> **Problem details**:
Copy the material below word for word, from start to finish, but leave out the pictures.

> **Excerpted records**:
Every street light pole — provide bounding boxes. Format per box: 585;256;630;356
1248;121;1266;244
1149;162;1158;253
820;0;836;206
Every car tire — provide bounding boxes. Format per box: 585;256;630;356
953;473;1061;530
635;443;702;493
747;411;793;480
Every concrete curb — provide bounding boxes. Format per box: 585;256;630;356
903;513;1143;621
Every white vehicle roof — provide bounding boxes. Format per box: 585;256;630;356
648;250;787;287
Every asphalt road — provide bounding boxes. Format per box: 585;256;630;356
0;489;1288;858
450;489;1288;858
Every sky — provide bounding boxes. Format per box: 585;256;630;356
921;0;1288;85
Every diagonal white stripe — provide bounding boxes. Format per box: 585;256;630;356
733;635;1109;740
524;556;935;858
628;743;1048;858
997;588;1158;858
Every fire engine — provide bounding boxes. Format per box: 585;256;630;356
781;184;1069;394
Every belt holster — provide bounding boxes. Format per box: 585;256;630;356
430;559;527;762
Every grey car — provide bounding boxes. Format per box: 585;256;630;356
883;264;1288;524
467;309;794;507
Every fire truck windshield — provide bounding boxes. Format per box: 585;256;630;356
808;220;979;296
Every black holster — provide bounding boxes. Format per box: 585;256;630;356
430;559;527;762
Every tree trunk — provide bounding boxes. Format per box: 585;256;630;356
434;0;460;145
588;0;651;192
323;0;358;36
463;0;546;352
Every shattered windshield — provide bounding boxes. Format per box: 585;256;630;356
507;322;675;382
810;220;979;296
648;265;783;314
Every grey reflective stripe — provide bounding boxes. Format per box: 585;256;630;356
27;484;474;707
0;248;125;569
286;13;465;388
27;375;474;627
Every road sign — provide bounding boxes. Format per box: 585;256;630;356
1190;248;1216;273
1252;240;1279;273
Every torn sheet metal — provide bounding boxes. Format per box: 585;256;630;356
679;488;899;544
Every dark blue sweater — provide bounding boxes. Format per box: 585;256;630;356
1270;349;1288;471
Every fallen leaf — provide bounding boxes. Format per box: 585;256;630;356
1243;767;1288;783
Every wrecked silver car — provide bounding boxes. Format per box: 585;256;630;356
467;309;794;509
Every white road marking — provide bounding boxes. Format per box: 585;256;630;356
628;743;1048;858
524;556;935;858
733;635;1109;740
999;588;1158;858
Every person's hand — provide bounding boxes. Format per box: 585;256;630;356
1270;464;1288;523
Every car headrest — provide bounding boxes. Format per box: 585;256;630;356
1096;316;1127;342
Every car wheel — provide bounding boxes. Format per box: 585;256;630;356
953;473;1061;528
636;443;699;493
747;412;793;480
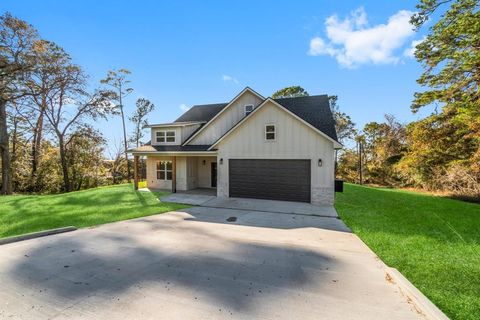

> **Answer to the exercise**:
Every street light pole — provide bounding boxes. Format per box: 585;256;630;356
1248;121;1266;244
1149;162;1158;253
820;0;836;206
Every car tire — provide bounding boxes. Format per box: 585;256;630;356
953;473;1061;530
635;443;702;493
747;411;793;480
Every concrete curb — provide bounding boxes. Format per box: 585;256;630;356
903;513;1143;621
Every white vehicle roof — provide bounding boxes. Format per box: 585;256;630;356
648;250;787;287
Every asphalt road — provide bounding boxes. Format per box: 585;256;630;356
0;489;1288;858
450;489;1288;858
Every sky — provide bounding boxes. Format per box: 585;256;630;356
921;0;1288;85
Every diagonal white stripe — provide bounding boxes. Format per box: 585;256;630;356
733;635;1109;740
524;556;935;858
628;743;1048;858
997;588;1158;858
Every fire engine — provide bounding boxes. Format per box: 585;256;630;356
781;184;1069;394
Every belt holster — provide bounding boxes. Format per box: 585;256;630;356
430;559;527;762
Every grey car — provide bounding boxes. Format per box: 585;256;630;356
883;264;1288;524
467;309;794;507
Every fire truck windshield — provide bounding boxes. Format per box: 585;256;630;356
808;220;979;296
Every black holster — provide bounding boxes. Format per box: 585;256;630;356
430;559;527;762
Every tree trunk — provide bounding boxes. Format per box: 585;256;630;356
434;0;460;145
588;0;651;192
323;0;358;36
463;0;546;352
Every shattered windshield — provide bounding boxes. Format per box: 585;256;630;356
507;322;675;382
810;220;979;296
648;265;783;314
Every grey reflective stripe — provide bounding boxes. Format per box: 585;256;630;356
27;484;474;707
0;248;125;569
286;13;465;388
27;375;474;627
Every road sign — provide bounding boxes. Format per box: 585;256;630;356
1190;248;1216;273
1252;240;1279;273
Every torn sheet metal — provide bounding boxes. Format per box: 585;256;630;356
679;488;899;544
Every dark blue sweater — provide bounding boxes. Format per box: 585;256;630;356
1270;349;1288;471
Every fallen leaf — provide bounding boxes. Format per box: 585;256;630;356
1243;767;1288;783
Every wrecked silver car — provide bounding boxes. Format per box: 585;256;630;356
467;309;794;509
Every white road marking — provide bounding boxes. Format per box: 585;256;630;356
628;743;1048;858
524;556;935;858
733;635;1109;740
999;588;1158;858
Every person's hand — provide bounding boxes. Format per box: 585;256;630;356
1270;464;1288;523
Every car headrest — provide bounding boxes. Format per box: 585;256;630;356
1096;316;1127;342
Every car wheel — provide bounding boxes. Format per box: 585;256;630;356
953;473;1061;528
636;443;699;493
747;412;793;480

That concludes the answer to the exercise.